Collection entries
►

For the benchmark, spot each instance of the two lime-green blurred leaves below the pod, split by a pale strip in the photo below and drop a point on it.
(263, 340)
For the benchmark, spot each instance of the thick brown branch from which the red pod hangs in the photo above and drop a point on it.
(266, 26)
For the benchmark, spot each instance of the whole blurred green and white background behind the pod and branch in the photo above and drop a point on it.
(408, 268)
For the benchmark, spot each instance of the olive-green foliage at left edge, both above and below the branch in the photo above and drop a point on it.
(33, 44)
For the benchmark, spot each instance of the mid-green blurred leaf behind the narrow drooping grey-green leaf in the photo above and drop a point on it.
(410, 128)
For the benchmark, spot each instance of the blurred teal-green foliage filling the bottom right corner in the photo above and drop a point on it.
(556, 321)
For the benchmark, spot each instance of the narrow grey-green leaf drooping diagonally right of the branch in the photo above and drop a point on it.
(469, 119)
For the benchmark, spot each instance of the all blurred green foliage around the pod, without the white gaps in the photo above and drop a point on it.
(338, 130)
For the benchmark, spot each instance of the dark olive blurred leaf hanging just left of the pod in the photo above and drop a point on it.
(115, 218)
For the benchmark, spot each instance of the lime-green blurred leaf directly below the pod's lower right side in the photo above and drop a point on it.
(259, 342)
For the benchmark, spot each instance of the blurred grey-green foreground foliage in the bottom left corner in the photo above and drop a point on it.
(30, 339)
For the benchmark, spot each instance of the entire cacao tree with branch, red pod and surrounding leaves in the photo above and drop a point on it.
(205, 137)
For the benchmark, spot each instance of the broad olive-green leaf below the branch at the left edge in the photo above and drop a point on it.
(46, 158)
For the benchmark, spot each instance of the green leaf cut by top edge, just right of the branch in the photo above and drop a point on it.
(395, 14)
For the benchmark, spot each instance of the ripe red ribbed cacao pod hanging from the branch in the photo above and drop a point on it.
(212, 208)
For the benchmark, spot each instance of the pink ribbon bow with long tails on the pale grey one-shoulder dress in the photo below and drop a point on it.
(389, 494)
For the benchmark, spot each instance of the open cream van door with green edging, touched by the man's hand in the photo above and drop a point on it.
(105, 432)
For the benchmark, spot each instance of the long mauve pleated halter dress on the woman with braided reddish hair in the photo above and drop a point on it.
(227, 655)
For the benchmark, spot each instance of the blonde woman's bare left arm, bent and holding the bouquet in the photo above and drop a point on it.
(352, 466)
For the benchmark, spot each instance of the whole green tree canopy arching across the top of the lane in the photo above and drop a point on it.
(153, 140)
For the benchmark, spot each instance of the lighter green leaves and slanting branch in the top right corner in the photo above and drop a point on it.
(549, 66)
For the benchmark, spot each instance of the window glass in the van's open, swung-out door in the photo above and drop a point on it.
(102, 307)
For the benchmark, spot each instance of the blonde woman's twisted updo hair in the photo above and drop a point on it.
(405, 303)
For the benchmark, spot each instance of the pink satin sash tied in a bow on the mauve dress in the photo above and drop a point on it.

◄

**What you need to do:** Each record above needs to be given again exactly as written.

**Written solution:**
For the benchmark, spot each instance of the two lime-green blurred leaves below the pod, split by a pale strip in the photo below and drop a point on it.
(263, 340)
For the benchmark, spot each instance of the thick brown branch from which the red pod hangs in the photo above and drop a point on it.
(266, 26)
For the benchmark, spot each instance of the whole blurred green and white background behind the pod and branch in the photo above and drop a point on it.
(408, 268)
For the benchmark, spot each instance of the olive-green foliage at left edge, both above and below the branch in the photo above and drop a point on it.
(33, 44)
For the benchmark, spot each instance of the mid-green blurred leaf behind the narrow drooping grey-green leaf in the photo above and drop a point on it.
(410, 128)
For the benchmark, spot each instance of the blurred teal-green foliage filling the bottom right corner in the photo above and drop a point on it.
(556, 321)
For the benchmark, spot each instance of the narrow grey-green leaf drooping diagonally right of the branch in the photo above and drop a point on it.
(469, 119)
For the benchmark, spot each instance of the all blurred green foliage around the pod, without the white gaps in the photo above and drop a point on it.
(338, 130)
For the benchmark, spot each instance of the dark olive blurred leaf hanging just left of the pod in the photo above and drop a point on it.
(115, 218)
For the benchmark, spot each instance of the lime-green blurred leaf directly below the pod's lower right side in the photo above and drop a point on it.
(259, 342)
For the benchmark, spot each instance of the blurred grey-green foreground foliage in the bottom left corner in the photo above and drop a point on it.
(30, 339)
For the benchmark, spot each instance of the entire cacao tree with branch, red pod and surrounding leaves in the photo above and drop a point on it.
(205, 137)
For the benchmark, spot each instance of the broad olive-green leaf below the branch at the left edge in the photo above and drop a point on it.
(46, 158)
For the benchmark, spot each instance of the green leaf cut by top edge, just right of the branch in the photo above and drop a point on it.
(395, 14)
For the benchmark, spot each instance of the ripe red ribbed cacao pod hanging from the branch in the photo above and drop a point on it.
(212, 208)
For the benchmark, spot each instance of the pink ribbon bow with long tails on the pale grey one-shoulder dress in the photo below and drop a point on it.
(389, 494)
For the benchmark, spot each instance of the open cream van door with green edging, touched by the man's hand in the photo above and drop a point on it.
(105, 432)
For the benchmark, spot each instance of the long mauve pleated halter dress on the woman with braided reddish hair in the photo above and drop a point on it.
(227, 655)
For the benchmark, spot each instance of the blonde woman's bare left arm, bent and holding the bouquet in the photo above and drop a point on it.
(352, 466)
For the benchmark, spot each instance of the whole green tree canopy arching across the top of the lane in the photo above and drop a point on it.
(153, 140)
For the benchmark, spot each instance of the lighter green leaves and slanting branch in the top right corner in the photo above and drop a point on it.
(549, 66)
For the benchmark, spot each instance of the window glass in the van's open, swung-out door in the photo above and drop a point on it.
(102, 307)
For the benchmark, spot each instance of the blonde woman's twisted updo hair in the photo above and drop a point on it.
(405, 303)
For the benchmark, spot each instance of the pink satin sash tied in a bow on the mauve dress in the photo above and drop a point on it.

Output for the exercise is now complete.